Kölner Eifelverein betreut 800 Kilometer Wanderwege

Seit einem Jahr fungieren Sie als Wegewartin des Vereins und betreuen 800 Kilometer Wanderwege.

Aber nicht alleine! Mit dem Ehepaar Kießig bilde ich das „Wegewartteam“. Zusammen koordinieren wir die Arbeit von rund 25 ehrenamtlichen „Wegezeichnern“. Gut die Hälfte davon kümmert sich um den Kölnpfad. Weil ich nach meiner Wahl wissen wollte, wofür ich zuständig bin, bin ich die 800 Kilometer in der Corona-Zeit größtenteils abgelaufen.

Das Wegezeichen Ihres Vereins ist der gekippte Winkel.

Genau. Und die Wegezeichner sind dafür zuständig, dass sie an den richtigen Stellen angebracht sind. Der Wanderer soll ohne Hilfsmittel wie Karten oder Handys auskommen, das ist unser Ziel.

Zur Person

1955 wurde Renate Buchwald-Rzezonka in Brühl geboren. Nach der Hauptschule machte sie eine Lehre als Technische Zeichnerin. Auf die Weiterbildung mit Fachhochschulabschluss folgte ein Maschinenbau-Studium. Sie bekam zwei Kinder und begann wieder zu arbeiten: bei Schneidersöhne und als Buchhalterin bei der Gebäudewirtschaft der Stadt (bis 2021).

## DIE AUFGABE
Gib den gesamten Textausschnitt über den Kölner Eifelverein Wort für Wort und ohne Änderungen wieder. Die Datensätze haben mit dem Textausschnitt nichts zu tun.

## VORLIEGENDE DATENSÄTZE
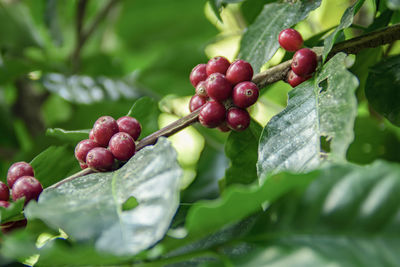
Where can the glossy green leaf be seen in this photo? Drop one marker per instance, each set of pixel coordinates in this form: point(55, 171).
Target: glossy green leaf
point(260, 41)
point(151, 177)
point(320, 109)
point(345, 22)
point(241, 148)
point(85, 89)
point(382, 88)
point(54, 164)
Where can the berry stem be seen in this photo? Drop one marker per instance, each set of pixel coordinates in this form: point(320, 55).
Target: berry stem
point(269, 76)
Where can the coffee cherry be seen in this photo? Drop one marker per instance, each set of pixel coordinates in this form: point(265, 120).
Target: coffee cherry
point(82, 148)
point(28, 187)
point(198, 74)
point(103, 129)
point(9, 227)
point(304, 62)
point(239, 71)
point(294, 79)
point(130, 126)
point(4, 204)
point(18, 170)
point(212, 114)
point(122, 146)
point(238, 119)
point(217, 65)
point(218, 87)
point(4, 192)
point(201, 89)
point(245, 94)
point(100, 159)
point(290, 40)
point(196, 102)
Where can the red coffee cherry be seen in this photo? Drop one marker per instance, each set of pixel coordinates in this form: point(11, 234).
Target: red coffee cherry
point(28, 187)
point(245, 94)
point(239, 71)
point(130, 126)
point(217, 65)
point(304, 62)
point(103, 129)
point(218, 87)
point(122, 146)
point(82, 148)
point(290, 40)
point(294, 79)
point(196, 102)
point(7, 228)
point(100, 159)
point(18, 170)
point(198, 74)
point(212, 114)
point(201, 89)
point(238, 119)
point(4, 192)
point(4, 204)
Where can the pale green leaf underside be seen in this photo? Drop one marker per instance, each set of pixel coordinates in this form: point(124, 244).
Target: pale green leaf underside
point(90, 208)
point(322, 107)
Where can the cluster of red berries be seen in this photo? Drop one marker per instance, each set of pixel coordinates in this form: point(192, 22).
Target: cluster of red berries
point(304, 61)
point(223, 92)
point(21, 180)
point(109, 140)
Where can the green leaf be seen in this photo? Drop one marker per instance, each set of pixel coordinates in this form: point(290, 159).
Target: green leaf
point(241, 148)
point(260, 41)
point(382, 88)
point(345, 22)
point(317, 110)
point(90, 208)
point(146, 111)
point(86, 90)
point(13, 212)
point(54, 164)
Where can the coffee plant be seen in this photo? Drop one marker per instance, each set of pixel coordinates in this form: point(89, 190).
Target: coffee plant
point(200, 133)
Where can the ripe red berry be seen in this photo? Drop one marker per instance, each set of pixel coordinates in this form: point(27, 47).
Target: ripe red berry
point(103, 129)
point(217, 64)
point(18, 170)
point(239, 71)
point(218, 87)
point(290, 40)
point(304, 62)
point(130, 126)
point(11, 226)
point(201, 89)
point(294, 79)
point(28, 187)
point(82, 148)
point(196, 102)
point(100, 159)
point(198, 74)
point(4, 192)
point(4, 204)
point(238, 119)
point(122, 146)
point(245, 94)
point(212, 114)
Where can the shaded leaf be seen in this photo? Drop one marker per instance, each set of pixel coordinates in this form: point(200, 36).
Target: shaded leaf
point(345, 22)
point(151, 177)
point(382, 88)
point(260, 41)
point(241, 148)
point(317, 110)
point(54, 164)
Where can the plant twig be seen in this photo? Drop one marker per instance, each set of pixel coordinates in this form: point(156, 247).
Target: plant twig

## ANTWORT
Kölner Eifelverein betreut 800 Kilometer Wanderwege

Seit einem Jahr fungieren Sie als Wegewartin des Vereins und betreuen 800 Kilometer Wanderwege.

Aber nicht alleine! Mit dem Ehepaar Kießig bilde ich das „Wegewartteam“. Zusammen koordinieren wir die Arbeit von rund 25 ehrenamtlichen „Wegezeichnern“. Gut die Hälfte davon kümmert sich um den Kölnpfad. Weil ich nach meiner Wahl wissen wollte, wofür ich zuständig bin, bin ich die 800 Kilometer in der Corona-Zeit größtenteils abgelaufen.

Das Wegezeichen Ihres Vereins ist der gekippte Winkel.

Genau. Und die Wegezeichner sind dafür zuständig, dass sie an den richtigen Stellen angebracht sind. Der Wanderer soll ohne Hilfsmittel wie Karten oder Handys auskommen, das ist unser Ziel.

Zur Person

1955 wurde Renate Buchwald-Rzezonka in Brühl geboren. Nach der Hauptschule machte sie eine Lehre als Technische Zeichnerin. Auf die Weiterbildung mit Fachhochschulabschluss folgte ein Maschinenbau-Studium. Sie bekam zwei Kinder und begann wieder zu arbeiten: bei Schneidersöhne und als Buchhalterin bei der Gebäudewirtschaft der Stadt (bis 2021).